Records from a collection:

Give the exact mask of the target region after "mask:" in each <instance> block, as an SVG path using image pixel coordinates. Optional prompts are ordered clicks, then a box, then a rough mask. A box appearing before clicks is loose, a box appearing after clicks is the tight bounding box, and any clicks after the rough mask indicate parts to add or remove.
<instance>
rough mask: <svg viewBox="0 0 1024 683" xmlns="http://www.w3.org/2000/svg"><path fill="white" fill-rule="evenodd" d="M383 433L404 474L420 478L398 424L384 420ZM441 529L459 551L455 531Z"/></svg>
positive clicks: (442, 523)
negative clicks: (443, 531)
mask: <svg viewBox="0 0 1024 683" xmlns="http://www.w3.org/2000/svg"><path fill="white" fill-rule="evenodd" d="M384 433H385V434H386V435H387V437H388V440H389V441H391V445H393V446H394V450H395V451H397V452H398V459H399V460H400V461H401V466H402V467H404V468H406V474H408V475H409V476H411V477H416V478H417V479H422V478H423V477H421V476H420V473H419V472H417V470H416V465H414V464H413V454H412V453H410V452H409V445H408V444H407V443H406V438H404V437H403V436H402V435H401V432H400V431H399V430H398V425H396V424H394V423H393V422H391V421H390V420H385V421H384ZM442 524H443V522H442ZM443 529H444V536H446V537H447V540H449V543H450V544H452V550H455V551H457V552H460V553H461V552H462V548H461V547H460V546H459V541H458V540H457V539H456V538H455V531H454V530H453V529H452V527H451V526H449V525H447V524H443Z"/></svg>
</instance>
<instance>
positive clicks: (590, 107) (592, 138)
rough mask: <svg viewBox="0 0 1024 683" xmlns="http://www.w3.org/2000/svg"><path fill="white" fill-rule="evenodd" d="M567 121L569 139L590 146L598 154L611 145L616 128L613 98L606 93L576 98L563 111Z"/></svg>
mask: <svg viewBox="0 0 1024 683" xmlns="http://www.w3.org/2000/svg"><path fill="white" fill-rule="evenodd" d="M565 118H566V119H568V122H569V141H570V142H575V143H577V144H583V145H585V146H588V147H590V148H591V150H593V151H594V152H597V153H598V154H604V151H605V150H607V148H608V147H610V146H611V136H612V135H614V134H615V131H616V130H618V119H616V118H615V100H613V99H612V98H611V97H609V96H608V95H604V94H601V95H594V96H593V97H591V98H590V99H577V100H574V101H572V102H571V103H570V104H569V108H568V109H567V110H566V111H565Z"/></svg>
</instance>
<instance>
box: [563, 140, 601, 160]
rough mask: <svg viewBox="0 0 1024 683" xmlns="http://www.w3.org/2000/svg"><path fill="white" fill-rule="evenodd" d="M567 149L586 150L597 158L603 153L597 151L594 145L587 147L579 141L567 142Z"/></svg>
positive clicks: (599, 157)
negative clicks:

◆ WHAT THE TASK REQUIRES ◆
Copy the listing above line for line, changing nothing.

◆ COMPLETED TASK ◆
Give the exact mask of the target region after "mask:" in each <instance> block, as an SVG path using image pixel coordinates. Optional prompts are ordered clicks, then a box, then a rough mask. A box appearing before clicks is loose, a box appearing after clicks is the tight bounding box, and any clicks after the rough mask indicate parts to add or remove.
<instance>
rough mask: <svg viewBox="0 0 1024 683" xmlns="http://www.w3.org/2000/svg"><path fill="white" fill-rule="evenodd" d="M383 433L404 474L420 478L398 424L384 420ZM441 529L459 551L455 531Z"/></svg>
positive clicks: (442, 523)
negative clicks: (443, 531)
mask: <svg viewBox="0 0 1024 683" xmlns="http://www.w3.org/2000/svg"><path fill="white" fill-rule="evenodd" d="M384 433H385V434H386V435H387V437H388V440H389V441H391V445H393V446H394V450H395V451H397V452H398V459H399V460H400V461H401V466H402V467H404V468H406V474H408V475H409V476H411V477H416V478H417V479H422V478H423V477H421V476H420V473H419V472H417V470H416V465H414V464H413V454H412V453H410V452H409V445H408V444H407V443H406V438H404V437H403V436H402V435H401V432H400V431H399V430H398V425H396V424H394V423H393V422H391V421H390V420H385V421H384ZM442 524H443V522H442ZM443 529H444V536H446V537H447V540H449V543H450V544H452V550H455V551H457V552H460V553H461V552H462V548H461V547H460V546H459V541H458V540H457V539H456V538H455V531H454V530H453V529H452V527H451V526H449V525H447V524H443Z"/></svg>
</instance>
<instance>
positive clicks: (590, 107) (592, 138)
rough mask: <svg viewBox="0 0 1024 683" xmlns="http://www.w3.org/2000/svg"><path fill="white" fill-rule="evenodd" d="M567 121L569 139L590 146L598 154L611 145L616 128L613 98L606 93L576 98L563 111Z"/></svg>
mask: <svg viewBox="0 0 1024 683" xmlns="http://www.w3.org/2000/svg"><path fill="white" fill-rule="evenodd" d="M565 118H566V119H568V122H569V141H570V142H575V143H577V144H583V145H585V146H588V147H590V148H591V150H593V151H594V152H597V153H598V154H604V151H605V150H607V148H608V147H610V146H611V136H612V135H614V134H615V131H616V130H618V119H616V118H615V100H613V99H612V98H611V97H609V96H608V95H604V94H601V95H594V96H593V97H591V98H590V99H577V100H574V101H572V102H571V103H570V104H569V108H568V109H567V110H566V111H565Z"/></svg>
</instance>
<instance>
box: [563, 140, 601, 160]
rough mask: <svg viewBox="0 0 1024 683" xmlns="http://www.w3.org/2000/svg"><path fill="white" fill-rule="evenodd" d="M567 149L586 150L597 158L603 153L597 151L594 145L587 147L579 141L567 142Z"/></svg>
positive clicks: (599, 157)
negative clicks:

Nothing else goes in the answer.